____ Texte extrait

Musique confinée : Trente, Teenage Bed, Pabloe

Si le monde s’est arrêté de tourné pendant presque deux mois, certains artistes ont profité de cette période d’enfermement pour offrir à nos oreilles des sorties confectionnées pendant le confinement. On revient sur trois projets qui nous ont frappé en plein coeur, avec les sorties de Trente, Teenage Bed et Pabloe.

Trente – Confinée

Après la nuit vient la lumière. Alors que pendant cette période les ombres de la dépression et de l’anxiété nous entouraient, nous entrainant parfois dans des danses funestes et périlleuses, Trente a percé les sombres pensées qui pouvaient nous assaillir avec Confinée. Patronus musical, la musique d’Hugo prend des tournures solaires, nous permettant d’oublier en cinq titres la morosité ambiante pour nous offrir une bonne dose de chaleur et d’amour. On ferme les yeux et on laisse les rayons du printemps nous caresser les joues, bercé par la tendresse des cinq titres qui composent Confinée. Comme toujours, on est face à des poèmes mis en musique, des petites pastilles toutes en tendresses qui traitent du quotidien. Ici, comme il le dit lui même « l’orage nous tourne le dos », Trente préfère regarder le soleil droit dans les yeux plutôt que les ombres qu’il laisse derrière lui, nous invitant à en faire de même. On fond alors avec Des Fleurs Pour Calmants qui portent la joie et l’envie de lendemain en moelle épinière. On redécouvre Été , déjà présente sur Meilleure, mais habillée d’une instrumentalisation bien différente, plus pleine, joyeuse et dansante. Confinée, qui donne son nom à l’EP et qu’il partage avec Tomasi (et Felix au pet), est une petite perle de douceur qui voit sa course s’accélérer au fur et à mesure du morceau et qui a vu sa naissance se faire sur notre instagram en collaboration avec nos followers. Lundi est une ode a l’imagination, transformant le quotidien en vacances et le café en cocktail tandis que Partout termine le voyage calmement, nous laissant avec deux mots avant que le calme ne revienne : « C’est bon« . C’est Trente qui le dit, et à l’écoute de Confinée, on ne peut qu’être d’accord avec lui.

________
____ Données

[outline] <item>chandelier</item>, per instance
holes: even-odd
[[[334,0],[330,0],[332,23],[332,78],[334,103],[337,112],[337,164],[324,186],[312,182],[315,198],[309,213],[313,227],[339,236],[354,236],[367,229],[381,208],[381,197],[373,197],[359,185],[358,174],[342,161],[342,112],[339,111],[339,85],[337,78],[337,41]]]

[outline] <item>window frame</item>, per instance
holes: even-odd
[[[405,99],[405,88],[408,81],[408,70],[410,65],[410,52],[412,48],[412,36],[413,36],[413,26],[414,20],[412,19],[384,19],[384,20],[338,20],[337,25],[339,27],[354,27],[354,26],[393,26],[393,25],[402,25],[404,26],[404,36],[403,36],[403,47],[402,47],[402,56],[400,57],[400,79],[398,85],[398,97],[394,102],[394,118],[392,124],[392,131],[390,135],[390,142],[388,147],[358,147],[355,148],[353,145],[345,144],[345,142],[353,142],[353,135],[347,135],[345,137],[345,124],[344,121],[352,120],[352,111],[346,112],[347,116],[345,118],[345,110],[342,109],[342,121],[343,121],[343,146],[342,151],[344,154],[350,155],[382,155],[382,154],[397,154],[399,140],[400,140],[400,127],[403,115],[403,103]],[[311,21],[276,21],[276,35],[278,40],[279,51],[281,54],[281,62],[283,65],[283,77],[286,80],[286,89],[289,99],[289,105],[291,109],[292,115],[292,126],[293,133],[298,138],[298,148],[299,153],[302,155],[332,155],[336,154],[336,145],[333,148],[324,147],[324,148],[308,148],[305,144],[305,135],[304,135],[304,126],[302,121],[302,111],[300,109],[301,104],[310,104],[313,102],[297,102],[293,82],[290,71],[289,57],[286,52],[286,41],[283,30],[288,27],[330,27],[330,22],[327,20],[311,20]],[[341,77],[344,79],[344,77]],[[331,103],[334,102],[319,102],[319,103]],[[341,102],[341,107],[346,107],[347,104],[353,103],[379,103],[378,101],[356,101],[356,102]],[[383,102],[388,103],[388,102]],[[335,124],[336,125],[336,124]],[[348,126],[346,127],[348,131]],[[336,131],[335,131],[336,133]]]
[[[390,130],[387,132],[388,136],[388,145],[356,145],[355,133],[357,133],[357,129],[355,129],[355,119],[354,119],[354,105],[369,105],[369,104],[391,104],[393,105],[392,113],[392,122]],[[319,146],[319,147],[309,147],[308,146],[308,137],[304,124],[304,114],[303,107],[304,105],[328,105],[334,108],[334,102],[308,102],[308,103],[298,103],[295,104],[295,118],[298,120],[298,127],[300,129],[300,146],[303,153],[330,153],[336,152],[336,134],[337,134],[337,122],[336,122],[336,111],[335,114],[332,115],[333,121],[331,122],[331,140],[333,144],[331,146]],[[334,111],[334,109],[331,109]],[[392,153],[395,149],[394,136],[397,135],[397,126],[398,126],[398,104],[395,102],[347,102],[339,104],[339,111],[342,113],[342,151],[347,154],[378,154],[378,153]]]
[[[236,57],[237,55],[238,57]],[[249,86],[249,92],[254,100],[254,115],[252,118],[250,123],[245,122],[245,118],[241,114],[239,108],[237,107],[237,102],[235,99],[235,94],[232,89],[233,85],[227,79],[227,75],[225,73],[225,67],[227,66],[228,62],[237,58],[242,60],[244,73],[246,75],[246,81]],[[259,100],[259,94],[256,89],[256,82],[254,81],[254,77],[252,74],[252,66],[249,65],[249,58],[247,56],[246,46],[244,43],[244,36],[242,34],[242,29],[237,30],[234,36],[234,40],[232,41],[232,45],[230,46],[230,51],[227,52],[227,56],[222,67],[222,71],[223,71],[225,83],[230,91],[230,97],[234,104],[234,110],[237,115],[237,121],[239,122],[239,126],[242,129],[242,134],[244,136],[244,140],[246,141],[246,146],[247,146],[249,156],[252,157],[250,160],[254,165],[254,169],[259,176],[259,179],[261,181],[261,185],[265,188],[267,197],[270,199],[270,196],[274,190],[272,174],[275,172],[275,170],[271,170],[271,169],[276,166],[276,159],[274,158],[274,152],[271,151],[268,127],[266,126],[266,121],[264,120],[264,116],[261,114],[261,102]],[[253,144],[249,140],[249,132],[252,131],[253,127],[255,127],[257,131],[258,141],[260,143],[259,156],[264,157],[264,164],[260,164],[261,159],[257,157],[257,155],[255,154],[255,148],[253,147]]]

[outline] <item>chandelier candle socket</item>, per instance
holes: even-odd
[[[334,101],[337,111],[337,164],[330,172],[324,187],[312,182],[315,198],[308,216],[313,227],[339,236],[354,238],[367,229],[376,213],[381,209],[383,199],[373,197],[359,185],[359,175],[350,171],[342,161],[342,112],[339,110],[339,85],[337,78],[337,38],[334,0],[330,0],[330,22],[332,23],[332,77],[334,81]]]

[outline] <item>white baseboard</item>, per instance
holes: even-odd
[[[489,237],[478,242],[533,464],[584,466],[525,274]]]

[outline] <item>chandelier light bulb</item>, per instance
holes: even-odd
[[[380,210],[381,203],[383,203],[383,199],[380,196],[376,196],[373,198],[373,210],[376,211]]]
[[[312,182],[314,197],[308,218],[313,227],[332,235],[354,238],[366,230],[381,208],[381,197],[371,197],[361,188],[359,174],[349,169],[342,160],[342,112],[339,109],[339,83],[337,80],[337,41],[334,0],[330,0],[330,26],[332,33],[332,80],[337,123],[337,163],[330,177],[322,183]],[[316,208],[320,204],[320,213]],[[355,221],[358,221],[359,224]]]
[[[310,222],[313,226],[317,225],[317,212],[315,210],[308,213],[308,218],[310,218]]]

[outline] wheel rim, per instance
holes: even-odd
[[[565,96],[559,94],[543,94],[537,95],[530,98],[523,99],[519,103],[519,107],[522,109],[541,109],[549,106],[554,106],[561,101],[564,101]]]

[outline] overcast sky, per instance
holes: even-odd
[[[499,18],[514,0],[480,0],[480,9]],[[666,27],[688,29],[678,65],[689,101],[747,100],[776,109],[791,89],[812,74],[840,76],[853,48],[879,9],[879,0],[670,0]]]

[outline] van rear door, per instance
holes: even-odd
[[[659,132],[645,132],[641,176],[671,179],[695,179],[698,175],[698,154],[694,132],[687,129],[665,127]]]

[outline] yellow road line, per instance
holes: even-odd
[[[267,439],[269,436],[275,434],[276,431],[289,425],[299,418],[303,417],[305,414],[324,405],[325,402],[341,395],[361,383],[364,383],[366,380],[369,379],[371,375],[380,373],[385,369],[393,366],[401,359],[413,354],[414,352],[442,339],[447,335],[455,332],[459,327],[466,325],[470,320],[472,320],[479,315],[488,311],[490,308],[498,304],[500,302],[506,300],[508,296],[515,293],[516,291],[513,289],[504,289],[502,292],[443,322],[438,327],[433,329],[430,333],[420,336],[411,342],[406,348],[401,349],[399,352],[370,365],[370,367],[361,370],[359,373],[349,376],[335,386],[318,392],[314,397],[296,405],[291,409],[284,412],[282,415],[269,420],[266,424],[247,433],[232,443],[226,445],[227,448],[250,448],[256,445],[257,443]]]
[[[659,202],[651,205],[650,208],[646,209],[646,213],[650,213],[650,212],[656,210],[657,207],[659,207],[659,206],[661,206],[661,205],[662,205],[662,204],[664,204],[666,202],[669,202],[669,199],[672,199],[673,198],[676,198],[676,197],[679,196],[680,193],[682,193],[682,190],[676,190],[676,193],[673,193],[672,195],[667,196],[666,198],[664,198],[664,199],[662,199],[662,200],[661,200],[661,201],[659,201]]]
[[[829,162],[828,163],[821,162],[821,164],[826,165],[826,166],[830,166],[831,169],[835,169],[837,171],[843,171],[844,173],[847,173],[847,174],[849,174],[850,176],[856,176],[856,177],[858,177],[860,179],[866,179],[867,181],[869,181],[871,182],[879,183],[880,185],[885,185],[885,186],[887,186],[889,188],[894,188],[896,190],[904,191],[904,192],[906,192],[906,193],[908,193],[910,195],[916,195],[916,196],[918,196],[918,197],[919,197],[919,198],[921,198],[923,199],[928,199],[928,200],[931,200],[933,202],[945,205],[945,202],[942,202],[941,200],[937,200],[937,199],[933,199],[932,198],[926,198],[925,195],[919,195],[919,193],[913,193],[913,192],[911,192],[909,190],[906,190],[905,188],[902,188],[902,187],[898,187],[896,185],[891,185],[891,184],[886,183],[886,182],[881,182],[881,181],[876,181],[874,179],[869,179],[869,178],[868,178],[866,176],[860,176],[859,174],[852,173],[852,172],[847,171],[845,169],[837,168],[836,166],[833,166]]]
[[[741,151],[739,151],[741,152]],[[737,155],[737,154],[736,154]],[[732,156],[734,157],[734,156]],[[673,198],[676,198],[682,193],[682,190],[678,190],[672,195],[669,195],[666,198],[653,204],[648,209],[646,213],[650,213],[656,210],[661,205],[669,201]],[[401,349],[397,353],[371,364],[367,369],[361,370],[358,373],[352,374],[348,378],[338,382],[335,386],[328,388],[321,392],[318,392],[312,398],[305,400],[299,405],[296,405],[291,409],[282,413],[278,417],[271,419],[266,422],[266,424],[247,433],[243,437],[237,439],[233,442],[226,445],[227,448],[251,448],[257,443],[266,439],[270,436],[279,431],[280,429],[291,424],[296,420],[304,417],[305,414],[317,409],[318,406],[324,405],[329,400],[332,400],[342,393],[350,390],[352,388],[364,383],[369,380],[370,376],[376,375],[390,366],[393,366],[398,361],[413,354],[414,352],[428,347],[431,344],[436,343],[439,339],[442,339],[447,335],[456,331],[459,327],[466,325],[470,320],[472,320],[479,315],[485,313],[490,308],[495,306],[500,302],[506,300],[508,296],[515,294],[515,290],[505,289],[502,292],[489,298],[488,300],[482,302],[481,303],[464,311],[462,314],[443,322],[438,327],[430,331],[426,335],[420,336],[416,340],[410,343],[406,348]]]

________

Reprenez l'article sur la musique du confinement après sa dernière phrase et rédigez-en la suite. Les lignes n'interviennent nullement dans ce travail.

Teenage Bed – Since we’re stuck at home

Une musique à deux visages, voilà ce qu’on ressent en écoutant Since we’re stuck at home de Teenage Bed. Alors qu’il avait déjà mis nos sentiments sans dessus dessous avec son EP Expectations en début d’année, on s’attendait à ce que le lorientais nous offre une nouvelle fois une musique qui accompagnerait les moments, nombreux pendant le confinement, où l’on avait envie de vivre en boule sur une couverture. C’est en partie vraie. En partie, car cet album se constitue en réalité de deux parties distinctes, un peu comme la nuit qui laisserait progressivement place au jour, la jonction se faisant ici avec ‘Scott’, interlude assez drôle qui nous raconte un confinement sans fin porté par des parties répétitives de Yahtzee et des discussions avec son chat. Dans le premier acte, on retrouve ce qui faisait la beauté de Teenage Bed dans son précédent effort, cette vulnérabilité, cette manière de se mettre à nue de manière presque suicidaire, posant son cœur sur la table pour que chacun l’ausculte à sa convenance, le tout porté par une musique dépouillée ou la guitare guide les émotions pas toujours très positive. Dans ces quatre premiers morceaux, Plague, Fall, Stuck et Sober, on y voit la perte, l’amour qui fane, les amitiés qui disparaissent et les pensées qui tournent en tête encore et encore jusqu’à perdre conscience de la réalité et des lieux qui entourent. Surtout, Teenage Bed apostrophe toujours des gens, les questionnent, comme si il attendait des réponses et des validations à ses propos. La bascule commence donc après ‘Scott’, l’ambiance musicale se fait plus légère et surtout les questionnements ne se tournent plus vers les autres mais vers lui même, comme si apparaissait une prise de conscience. Cette évolution, consciente ou non, gagne en profondeur en faisant apparaitre des éléments extérieurs, en laissant la place à Stephanie Grace sur Quick!, sans doute la plus belle chanson de l’EP, et à Yung Sham sur Snails, Teenage Bed force lui même son évolution, transformant ainsi les monologues en dialogues, stoppant la passivité pour se tourner vers l’action , délaissant même la guitare omniprésente jusque là pour des ambiances plus atmosphérique et électroniques, laissant sa musique s’aérer. Si le volet de sa chambre était jusqu’ici fermé, Teenage Bed, avec Since we’re stuck at home, a entrouvert la fenêtre pour laisser passer la lumière. La suite s’annonce passionnante.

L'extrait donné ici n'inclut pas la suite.